*Exercise goal*.
Below is a listing; copy all of it exactly.

Records from a data source
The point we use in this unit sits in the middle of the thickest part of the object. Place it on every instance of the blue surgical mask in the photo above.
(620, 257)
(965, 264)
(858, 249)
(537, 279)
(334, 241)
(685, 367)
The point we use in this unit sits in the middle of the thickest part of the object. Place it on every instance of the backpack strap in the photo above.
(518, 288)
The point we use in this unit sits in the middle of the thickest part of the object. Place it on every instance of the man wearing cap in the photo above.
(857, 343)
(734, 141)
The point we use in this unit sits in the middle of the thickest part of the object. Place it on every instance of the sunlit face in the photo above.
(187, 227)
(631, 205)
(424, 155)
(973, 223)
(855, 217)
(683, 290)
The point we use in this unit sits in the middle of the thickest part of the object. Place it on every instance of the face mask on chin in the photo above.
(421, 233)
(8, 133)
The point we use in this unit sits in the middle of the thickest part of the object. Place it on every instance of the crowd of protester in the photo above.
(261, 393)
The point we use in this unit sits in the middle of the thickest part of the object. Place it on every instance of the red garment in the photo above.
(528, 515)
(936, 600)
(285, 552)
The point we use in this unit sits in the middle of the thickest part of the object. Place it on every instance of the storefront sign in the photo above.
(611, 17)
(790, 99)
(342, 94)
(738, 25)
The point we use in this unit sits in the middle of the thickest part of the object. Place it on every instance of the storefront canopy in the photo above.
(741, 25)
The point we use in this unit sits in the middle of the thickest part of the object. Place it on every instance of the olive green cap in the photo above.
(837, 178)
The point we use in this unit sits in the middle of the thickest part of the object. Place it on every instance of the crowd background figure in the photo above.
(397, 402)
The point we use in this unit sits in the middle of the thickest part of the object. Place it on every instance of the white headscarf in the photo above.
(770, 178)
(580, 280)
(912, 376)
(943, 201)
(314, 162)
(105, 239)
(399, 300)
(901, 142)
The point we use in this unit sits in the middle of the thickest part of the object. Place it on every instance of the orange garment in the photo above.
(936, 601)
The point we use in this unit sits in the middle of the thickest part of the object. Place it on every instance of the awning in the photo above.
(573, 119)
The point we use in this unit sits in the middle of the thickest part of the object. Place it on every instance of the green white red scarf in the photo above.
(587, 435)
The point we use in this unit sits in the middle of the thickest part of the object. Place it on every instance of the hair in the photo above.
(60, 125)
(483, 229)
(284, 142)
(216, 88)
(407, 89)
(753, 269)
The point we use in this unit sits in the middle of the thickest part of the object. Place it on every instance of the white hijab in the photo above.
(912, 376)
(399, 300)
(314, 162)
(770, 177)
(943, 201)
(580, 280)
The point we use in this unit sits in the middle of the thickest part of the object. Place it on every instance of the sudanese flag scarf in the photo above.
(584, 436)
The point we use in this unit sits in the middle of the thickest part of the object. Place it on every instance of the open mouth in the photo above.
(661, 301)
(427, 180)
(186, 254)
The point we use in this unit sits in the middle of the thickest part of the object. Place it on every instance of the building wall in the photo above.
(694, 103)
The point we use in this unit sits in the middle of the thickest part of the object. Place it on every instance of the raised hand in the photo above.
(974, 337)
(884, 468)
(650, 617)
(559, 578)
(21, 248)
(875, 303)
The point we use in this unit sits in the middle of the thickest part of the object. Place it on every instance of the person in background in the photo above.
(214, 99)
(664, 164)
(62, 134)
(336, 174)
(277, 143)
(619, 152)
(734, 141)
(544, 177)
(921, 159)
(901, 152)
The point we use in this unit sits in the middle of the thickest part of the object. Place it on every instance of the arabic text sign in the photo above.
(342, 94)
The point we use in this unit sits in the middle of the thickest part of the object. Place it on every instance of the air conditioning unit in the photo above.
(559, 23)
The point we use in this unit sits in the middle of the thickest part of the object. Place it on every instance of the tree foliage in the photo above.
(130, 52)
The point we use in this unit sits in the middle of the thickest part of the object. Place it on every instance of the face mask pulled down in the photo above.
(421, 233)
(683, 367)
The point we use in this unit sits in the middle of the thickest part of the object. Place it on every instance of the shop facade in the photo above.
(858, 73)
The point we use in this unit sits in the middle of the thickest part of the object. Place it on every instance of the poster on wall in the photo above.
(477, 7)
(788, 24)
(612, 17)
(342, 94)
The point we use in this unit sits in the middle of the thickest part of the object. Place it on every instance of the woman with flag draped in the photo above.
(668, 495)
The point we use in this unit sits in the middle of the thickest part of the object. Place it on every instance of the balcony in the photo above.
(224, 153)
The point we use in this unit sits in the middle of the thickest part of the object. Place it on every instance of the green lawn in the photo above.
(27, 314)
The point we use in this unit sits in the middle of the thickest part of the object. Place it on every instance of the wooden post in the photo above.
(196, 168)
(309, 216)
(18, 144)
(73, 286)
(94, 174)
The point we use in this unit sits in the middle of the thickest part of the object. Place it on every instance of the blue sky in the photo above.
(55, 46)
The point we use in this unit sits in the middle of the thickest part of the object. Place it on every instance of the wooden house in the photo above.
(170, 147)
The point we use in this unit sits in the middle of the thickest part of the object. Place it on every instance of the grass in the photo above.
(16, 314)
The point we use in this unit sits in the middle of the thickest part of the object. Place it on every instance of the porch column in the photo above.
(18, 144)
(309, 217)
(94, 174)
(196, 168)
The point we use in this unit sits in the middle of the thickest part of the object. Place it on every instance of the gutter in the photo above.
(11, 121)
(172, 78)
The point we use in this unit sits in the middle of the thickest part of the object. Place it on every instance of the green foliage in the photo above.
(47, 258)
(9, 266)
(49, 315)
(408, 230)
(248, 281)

*Solution to this exercise*.
The point we use in this unit sits in the middle of the thickest part of the object. Place it on every instance of the blue surgical mask in the photo above.
(620, 257)
(965, 264)
(858, 249)
(537, 279)
(334, 241)
(685, 367)
The point we use in this unit sits in the middle of the thickest part of the object. Place it on every instance of the backpack strap in the photo above.
(518, 288)
The point we use in this unit sits in the middle of the thickest part of the object. Place it on every instance of the man wearing cap in the photo above.
(857, 343)
(734, 141)
The point we use in this unit sits in the middle of the thickest part of the object. Place it on every instance of the sunlit face in the photo above.
(187, 227)
(631, 205)
(424, 155)
(973, 223)
(855, 217)
(683, 290)
The point we use in this unit sits in the middle of the thickest part of the object. Place it on every instance of the face mask on chin in the photo above.
(421, 233)
(8, 133)
The point we use in this unit sits in the middle of the thickest part of the object. Place it on every instance of the crowd of protester in the photo above.
(261, 393)
The point we use in this unit sits in the middle of the thickest part of the object. Place it on every instance of the red garment in the photo above.
(528, 515)
(936, 600)
(285, 552)
The point we use in this unit sits in the middle of the thickest part of the object. Place it on every instance of the storefront sign in the photo above.
(611, 17)
(790, 99)
(342, 94)
(738, 25)
The point we use in this unit sits in the middle of the thickest part of the object. Place it on every instance of the storefront canopy in the photo above.
(741, 25)
The point we use in this unit sits in the middle of the thickest part of the object. Place it on every instance of the olive green cap in the photo above.
(837, 178)
The point we use in this unit sits in the middle of the thickest part of the object. Place it on every instance of the crowd background figure in the photo above.
(397, 402)
The point we use in this unit sits in the middle of the thickest part of the object. Place it on every instance of the white headscarf in the photo above.
(770, 178)
(580, 280)
(912, 376)
(943, 201)
(314, 162)
(105, 239)
(399, 300)
(901, 142)
The point we use in this unit sits in the middle of the thickest part of the object. Place it on every instance of the orange garment in the photo above.
(936, 601)
The point we use in this unit sits in the middle of the thickest part of the object. Place it on every instance of the awning in the photo above.
(573, 119)
The point we use in this unit sits in the middle of the thickest part of the object. Place it on every instance of the green white red scarf in the photo above.
(587, 435)
The point we use in this unit sits in the middle of the thickest part of the object. Place it on every instance of the hair in the photo above.
(60, 125)
(483, 229)
(284, 142)
(216, 88)
(407, 89)
(753, 269)
The point we use in this unit sits in the middle of the thickest part of the object. Place it on every instance of the white hijab in the photo above.
(912, 376)
(399, 300)
(314, 162)
(770, 177)
(943, 201)
(580, 280)
The point we use in this unit sits in the middle of the thickest part of the object. Place it on every instance of the sudanese flag scarf in the photo above.
(584, 436)
The point we use in this unit sits in the middle of the thickest part of the object. Place it on every instance of the open mouth in the photo above.
(661, 301)
(427, 180)
(186, 254)
The point we use in this unit sits in the middle of the thickest part of the object. Place it on every instance of the building wall in the photo above.
(694, 103)
The point we use in this unit sits in the middle of the thickest part of the object. Place it on every instance of the raised hand in the photo above.
(974, 337)
(884, 468)
(650, 617)
(559, 578)
(21, 248)
(875, 303)
The point we use in this unit sits in the middle of the thickest part of the object. Place it on every instance of the person in background in the photo above.
(214, 99)
(664, 164)
(62, 134)
(336, 174)
(277, 143)
(619, 152)
(734, 141)
(544, 177)
(921, 159)
(901, 152)
The point we use in this unit sits in the middle of the thickest part of the object. Place it on every instance of the arabic text sign in the photo above.
(342, 94)
The point we use in this unit sits in the middle of the thickest part of the object. Place it on every instance of the air conditioning unit in the photo above.
(559, 23)
The point we use in this unit sits in the middle of the thickest part of the object. Place it on every instance of the tree foliage in the photo above.
(130, 52)
The point we use in this unit sits in the middle of the thickest part of the object. Place it on every instance of the face mask pulled down in the photo above.
(421, 233)
(683, 367)
The point we use in this unit sits in the middle of the thickest part of the object. Place it on every instance of the shop facade in the photo above.
(858, 73)
The point we use in this unit sits in the middle of the thickest part of the object. Place it on every instance of the poster on wall in the photo above.
(477, 7)
(788, 24)
(612, 17)
(342, 94)
The point we use in this unit sits in the middle of the thickest part of the object. Place it on every instance of the woman with flag draped in the photo above.
(668, 495)
The point we use in this unit sits in the middle of the thickest part of the object. Place it on every instance of the balcony in the photo above.
(224, 153)
The point we use in this unit sits in the middle of the thickest part of the object. Place it on every instance of the green lawn in the photo above.
(27, 314)
The point we use in this unit sits in the middle of the thickest part of the object. Place it on every instance of the wooden post in the photo above.
(196, 168)
(309, 216)
(18, 144)
(73, 286)
(94, 174)
The point we use in this unit sits in the middle of the thickest part of the object. Place it on every instance of the blue sky in the photo above.
(55, 46)
The point we use in this unit sits in the middle of the thickest part of the object. Place it on every instance of the wooden house in the photo above.
(170, 147)
The point we use in this unit sits in the middle of the thickest part of the object. Place it on every instance of the grass in the photo above.
(16, 314)
The point we use in this unit sits in the middle of the thickest part of the object. Place it on every instance of the porch column in the photo above.
(18, 144)
(309, 217)
(94, 174)
(196, 168)
The point we use in this unit sits in the middle of the thickest part of the object. Place it on every instance of the gutter in the photo above.
(11, 121)
(172, 78)
The point we use in this unit sits in the middle of the thickest part of the object. Place it on every instance of the green foliage in the photo above.
(47, 258)
(9, 266)
(49, 315)
(408, 230)
(248, 281)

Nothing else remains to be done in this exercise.